> **Task to carry out**:
Find every line in the listing below that contains the word "black", matching case exactly, and copy each of those lines.

> **Records**:
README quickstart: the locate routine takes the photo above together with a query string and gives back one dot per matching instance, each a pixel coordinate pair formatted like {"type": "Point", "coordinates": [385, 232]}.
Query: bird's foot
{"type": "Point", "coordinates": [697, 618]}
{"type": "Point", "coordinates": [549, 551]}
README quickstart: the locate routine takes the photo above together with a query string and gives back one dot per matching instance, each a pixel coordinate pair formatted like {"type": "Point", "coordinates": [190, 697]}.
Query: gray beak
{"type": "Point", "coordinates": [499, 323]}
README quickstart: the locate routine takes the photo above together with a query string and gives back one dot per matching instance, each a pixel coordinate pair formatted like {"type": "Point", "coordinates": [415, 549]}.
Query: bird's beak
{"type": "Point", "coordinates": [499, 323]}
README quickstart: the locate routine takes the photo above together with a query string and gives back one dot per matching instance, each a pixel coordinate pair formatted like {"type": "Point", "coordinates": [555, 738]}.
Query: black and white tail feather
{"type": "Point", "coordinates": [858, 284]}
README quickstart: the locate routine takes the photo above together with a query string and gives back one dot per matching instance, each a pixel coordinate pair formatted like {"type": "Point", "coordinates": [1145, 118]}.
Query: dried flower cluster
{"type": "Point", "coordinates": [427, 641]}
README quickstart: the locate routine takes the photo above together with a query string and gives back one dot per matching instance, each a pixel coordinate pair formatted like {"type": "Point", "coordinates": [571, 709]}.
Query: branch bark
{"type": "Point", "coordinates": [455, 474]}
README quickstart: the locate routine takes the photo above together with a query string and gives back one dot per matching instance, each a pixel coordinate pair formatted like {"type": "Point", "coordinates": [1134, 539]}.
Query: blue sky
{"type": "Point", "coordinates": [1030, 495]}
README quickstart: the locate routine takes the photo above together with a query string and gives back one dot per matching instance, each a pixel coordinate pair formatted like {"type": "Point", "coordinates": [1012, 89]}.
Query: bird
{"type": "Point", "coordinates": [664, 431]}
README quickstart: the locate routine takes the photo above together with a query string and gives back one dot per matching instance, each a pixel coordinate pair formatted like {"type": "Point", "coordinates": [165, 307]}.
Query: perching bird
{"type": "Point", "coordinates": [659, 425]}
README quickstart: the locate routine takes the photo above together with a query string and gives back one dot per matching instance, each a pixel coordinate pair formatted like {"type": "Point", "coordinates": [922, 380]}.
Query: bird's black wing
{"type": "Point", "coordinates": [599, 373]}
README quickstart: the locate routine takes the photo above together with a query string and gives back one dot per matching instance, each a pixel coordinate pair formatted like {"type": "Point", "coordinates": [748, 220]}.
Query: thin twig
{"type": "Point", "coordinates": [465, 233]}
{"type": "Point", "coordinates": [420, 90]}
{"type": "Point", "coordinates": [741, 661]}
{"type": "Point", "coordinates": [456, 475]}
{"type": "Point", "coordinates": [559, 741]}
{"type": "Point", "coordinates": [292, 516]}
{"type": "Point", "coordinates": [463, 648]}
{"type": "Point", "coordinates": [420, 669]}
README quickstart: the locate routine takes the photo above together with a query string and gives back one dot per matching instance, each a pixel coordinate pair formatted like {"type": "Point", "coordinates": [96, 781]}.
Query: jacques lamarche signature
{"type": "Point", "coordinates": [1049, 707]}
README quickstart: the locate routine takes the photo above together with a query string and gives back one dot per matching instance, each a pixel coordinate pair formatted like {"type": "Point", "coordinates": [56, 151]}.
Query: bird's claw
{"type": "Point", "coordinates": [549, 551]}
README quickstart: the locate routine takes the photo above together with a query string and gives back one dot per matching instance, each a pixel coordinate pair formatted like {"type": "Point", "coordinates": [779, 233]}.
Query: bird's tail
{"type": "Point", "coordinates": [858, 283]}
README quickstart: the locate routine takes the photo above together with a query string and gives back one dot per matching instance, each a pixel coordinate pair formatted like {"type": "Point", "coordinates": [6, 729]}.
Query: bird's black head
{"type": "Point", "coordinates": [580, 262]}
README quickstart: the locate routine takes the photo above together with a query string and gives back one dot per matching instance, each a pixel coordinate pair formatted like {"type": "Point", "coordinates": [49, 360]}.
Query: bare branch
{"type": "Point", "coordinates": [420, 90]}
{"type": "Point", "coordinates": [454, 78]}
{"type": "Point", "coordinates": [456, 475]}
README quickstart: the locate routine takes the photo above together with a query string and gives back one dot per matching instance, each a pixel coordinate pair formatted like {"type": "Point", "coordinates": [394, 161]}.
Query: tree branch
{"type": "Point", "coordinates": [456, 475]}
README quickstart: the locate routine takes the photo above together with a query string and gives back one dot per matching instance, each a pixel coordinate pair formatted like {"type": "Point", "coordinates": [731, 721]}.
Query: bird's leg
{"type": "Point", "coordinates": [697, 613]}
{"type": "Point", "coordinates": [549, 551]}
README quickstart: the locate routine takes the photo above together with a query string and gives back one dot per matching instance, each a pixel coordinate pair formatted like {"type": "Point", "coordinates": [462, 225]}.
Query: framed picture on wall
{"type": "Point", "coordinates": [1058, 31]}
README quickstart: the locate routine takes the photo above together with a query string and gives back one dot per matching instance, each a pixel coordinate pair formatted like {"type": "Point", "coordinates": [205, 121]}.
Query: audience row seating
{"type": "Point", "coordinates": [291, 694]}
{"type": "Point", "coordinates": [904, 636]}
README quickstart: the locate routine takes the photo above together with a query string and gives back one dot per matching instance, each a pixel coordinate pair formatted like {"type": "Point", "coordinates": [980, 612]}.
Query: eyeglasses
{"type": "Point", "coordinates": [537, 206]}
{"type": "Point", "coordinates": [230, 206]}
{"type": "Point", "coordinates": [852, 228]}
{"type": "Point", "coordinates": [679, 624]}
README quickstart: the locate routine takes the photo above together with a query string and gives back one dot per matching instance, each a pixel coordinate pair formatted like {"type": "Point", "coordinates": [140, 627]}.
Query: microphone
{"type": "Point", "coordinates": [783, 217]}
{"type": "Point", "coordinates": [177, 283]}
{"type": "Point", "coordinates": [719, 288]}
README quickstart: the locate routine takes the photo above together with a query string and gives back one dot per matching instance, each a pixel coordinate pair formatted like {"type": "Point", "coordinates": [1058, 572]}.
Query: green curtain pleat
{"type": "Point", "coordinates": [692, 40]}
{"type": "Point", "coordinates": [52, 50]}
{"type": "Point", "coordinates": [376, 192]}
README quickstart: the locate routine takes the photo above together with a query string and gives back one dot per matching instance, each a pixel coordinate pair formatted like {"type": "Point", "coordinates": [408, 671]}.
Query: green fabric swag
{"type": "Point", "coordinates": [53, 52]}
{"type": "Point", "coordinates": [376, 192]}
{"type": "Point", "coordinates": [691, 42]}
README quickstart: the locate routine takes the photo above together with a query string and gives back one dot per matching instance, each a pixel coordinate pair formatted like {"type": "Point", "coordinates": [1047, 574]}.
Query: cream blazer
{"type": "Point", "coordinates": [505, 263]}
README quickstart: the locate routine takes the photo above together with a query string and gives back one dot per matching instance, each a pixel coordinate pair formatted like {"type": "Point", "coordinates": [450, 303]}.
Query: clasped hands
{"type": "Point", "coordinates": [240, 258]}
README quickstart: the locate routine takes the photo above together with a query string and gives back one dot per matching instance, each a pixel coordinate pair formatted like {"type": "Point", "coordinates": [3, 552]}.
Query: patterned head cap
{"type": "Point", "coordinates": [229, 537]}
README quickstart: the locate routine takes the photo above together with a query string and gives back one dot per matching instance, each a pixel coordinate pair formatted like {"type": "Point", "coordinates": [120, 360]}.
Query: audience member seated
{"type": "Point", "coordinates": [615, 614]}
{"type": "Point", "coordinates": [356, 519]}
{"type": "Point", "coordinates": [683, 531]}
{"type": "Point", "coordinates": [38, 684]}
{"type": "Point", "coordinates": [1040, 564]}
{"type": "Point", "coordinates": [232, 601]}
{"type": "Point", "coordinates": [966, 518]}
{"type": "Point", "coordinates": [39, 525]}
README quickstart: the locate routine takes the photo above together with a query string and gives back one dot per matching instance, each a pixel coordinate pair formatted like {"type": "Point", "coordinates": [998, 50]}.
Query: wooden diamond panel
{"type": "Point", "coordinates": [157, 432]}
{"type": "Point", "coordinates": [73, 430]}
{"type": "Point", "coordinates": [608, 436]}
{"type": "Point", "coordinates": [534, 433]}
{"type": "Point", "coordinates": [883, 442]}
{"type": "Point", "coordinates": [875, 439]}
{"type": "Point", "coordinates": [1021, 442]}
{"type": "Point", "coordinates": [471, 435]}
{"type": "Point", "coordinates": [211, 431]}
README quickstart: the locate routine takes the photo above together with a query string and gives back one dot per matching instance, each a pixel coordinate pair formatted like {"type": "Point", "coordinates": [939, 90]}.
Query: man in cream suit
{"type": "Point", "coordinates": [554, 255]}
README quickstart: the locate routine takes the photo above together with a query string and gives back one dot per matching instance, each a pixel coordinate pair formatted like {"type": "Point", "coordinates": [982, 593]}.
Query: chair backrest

> **Problem solution**:
Query: black and white tail feather
Query: bird's black wing
Query: bird's black head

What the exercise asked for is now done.